◆ TASK
Please copy the entries below word for word.

◆ TASK MATERIAL
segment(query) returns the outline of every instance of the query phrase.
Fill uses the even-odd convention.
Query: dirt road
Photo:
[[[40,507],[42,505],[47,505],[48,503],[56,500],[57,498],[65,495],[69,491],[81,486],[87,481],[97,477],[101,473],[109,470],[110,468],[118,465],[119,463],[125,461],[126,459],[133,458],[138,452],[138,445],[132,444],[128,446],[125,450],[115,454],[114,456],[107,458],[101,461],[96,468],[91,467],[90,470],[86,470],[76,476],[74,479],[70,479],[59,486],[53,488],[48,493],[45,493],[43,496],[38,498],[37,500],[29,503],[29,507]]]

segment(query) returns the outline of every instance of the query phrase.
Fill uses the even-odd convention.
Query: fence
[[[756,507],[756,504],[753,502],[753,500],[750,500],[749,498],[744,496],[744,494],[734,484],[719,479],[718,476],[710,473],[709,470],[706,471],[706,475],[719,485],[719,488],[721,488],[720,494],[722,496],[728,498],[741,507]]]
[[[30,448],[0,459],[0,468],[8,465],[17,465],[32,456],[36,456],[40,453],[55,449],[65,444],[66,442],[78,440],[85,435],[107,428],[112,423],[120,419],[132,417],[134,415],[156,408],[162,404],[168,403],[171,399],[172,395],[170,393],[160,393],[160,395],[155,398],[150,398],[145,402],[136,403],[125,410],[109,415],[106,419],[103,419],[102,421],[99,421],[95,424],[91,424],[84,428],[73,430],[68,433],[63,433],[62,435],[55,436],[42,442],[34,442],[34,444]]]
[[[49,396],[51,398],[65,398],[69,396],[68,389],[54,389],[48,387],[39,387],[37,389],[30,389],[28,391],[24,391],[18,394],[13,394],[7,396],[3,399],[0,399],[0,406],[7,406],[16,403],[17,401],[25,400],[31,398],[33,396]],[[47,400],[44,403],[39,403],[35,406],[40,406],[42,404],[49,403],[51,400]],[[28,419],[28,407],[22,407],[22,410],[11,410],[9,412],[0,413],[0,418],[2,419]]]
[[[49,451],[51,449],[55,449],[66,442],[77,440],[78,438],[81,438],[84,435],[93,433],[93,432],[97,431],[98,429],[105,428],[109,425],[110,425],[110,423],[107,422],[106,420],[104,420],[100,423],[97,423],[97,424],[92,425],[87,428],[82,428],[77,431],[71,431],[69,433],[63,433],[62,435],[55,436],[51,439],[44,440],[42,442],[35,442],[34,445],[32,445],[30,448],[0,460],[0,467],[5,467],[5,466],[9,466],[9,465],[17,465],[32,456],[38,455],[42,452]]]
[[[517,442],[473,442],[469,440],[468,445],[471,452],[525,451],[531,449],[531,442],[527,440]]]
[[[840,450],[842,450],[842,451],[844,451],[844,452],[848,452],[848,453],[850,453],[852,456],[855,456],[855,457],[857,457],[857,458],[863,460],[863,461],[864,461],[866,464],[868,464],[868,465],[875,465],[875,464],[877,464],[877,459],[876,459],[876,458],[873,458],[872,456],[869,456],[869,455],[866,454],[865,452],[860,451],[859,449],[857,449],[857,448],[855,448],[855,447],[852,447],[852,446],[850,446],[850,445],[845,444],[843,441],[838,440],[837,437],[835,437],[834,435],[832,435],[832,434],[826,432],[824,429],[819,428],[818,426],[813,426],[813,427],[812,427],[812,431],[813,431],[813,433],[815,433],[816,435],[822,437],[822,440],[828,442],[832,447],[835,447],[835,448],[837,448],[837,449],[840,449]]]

◆ OUTPUT OF THE EXERCISE
segment(query) returns the outline of every instance of the query phrase.
Fill uses the even-odd convention.
Query: dirt road
Photo:
[[[40,507],[42,505],[47,505],[48,503],[56,500],[57,498],[65,495],[69,491],[81,486],[87,481],[97,477],[101,473],[109,470],[110,468],[118,465],[119,463],[125,461],[126,459],[133,458],[138,452],[138,445],[132,444],[128,446],[125,450],[115,454],[114,456],[107,458],[101,461],[96,468],[91,467],[90,470],[86,470],[76,476],[74,479],[70,479],[59,486],[53,488],[48,493],[45,493],[43,496],[38,498],[37,500],[29,503],[29,507]]]

segment(query) returns the outline of every instance of the query phrase.
Fill uses the even-odd convention.
Query: fence
[[[756,507],[756,504],[753,502],[753,500],[750,500],[749,498],[744,496],[744,494],[734,484],[719,479],[718,476],[710,473],[709,470],[706,471],[706,475],[719,485],[719,488],[721,488],[720,494],[722,496],[728,498],[741,507]]]
[[[30,448],[0,459],[0,468],[8,465],[17,465],[32,456],[36,456],[40,453],[55,449],[65,444],[66,442],[78,440],[85,435],[107,428],[112,423],[120,419],[132,417],[134,415],[156,408],[162,404],[168,403],[171,399],[172,395],[170,393],[160,393],[160,395],[155,398],[150,398],[145,402],[136,403],[125,410],[109,415],[106,419],[103,419],[102,421],[99,421],[95,424],[91,424],[84,428],[73,430],[68,433],[63,433],[62,435],[55,436],[42,442],[34,442],[34,444]]]
[[[49,396],[51,398],[65,398],[69,396],[68,389],[54,389],[48,387],[39,387],[37,389],[30,389],[28,391],[24,391],[18,394],[13,394],[7,396],[3,399],[0,399],[0,406],[7,406],[16,403],[17,401],[25,400],[31,398],[33,396]],[[47,400],[44,403],[39,403],[35,406],[40,406],[42,404],[49,403],[51,400]],[[28,419],[28,407],[22,407],[22,410],[11,410],[9,412],[0,413],[0,418],[2,419]]]
[[[49,451],[51,449],[55,449],[66,442],[77,440],[78,438],[81,438],[84,435],[93,433],[93,432],[97,431],[98,429],[105,428],[109,425],[110,425],[110,423],[107,422],[106,420],[104,420],[100,423],[97,423],[97,424],[92,425],[87,428],[82,428],[77,431],[71,431],[69,433],[63,433],[62,435],[55,436],[51,439],[44,440],[42,442],[35,442],[34,445],[32,445],[30,448],[0,460],[0,467],[5,467],[5,466],[9,466],[9,465],[17,465],[32,456],[38,455],[42,452]]]
[[[517,442],[473,442],[469,440],[468,445],[471,452],[525,451],[531,449],[531,442],[527,440]]]
[[[840,450],[842,450],[842,451],[844,451],[844,452],[848,452],[848,453],[850,453],[852,456],[855,456],[855,457],[857,457],[857,458],[863,460],[863,461],[864,461],[866,464],[868,464],[868,465],[875,465],[875,464],[877,464],[877,459],[876,459],[876,458],[873,458],[872,456],[869,456],[869,455],[866,454],[865,452],[860,451],[859,449],[857,449],[857,448],[855,448],[855,447],[852,447],[852,446],[850,446],[850,445],[845,444],[843,441],[838,440],[837,437],[835,437],[834,435],[832,435],[832,434],[826,432],[824,429],[819,428],[818,426],[813,426],[813,427],[812,427],[812,431],[813,431],[813,433],[815,433],[816,435],[822,437],[822,440],[828,442],[832,447],[835,447],[835,448],[837,448],[837,449],[840,449]]]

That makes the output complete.